- **WHAT YOU SHOULD DO**: Where the word "staircase" shows up in the entries below, please copy the whole line.

- **SUPPLIED INFORMATION**:

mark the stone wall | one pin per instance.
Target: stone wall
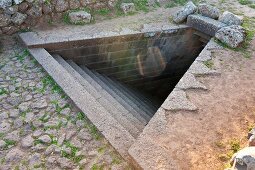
(18, 15)
(147, 63)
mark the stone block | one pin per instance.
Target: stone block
(204, 24)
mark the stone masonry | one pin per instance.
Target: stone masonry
(40, 128)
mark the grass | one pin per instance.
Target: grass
(3, 91)
(92, 128)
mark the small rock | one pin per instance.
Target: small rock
(5, 3)
(27, 142)
(65, 111)
(5, 127)
(24, 106)
(5, 20)
(18, 1)
(2, 144)
(19, 18)
(84, 135)
(34, 159)
(65, 163)
(182, 14)
(23, 7)
(61, 139)
(45, 139)
(13, 136)
(14, 113)
(209, 11)
(252, 140)
(233, 35)
(230, 19)
(11, 10)
(40, 104)
(245, 158)
(61, 5)
(127, 7)
(79, 17)
(14, 156)
(37, 133)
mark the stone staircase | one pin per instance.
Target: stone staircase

- **TASK RESULT**:
mark the stone staircase | one pin per instance.
Target: stone staircase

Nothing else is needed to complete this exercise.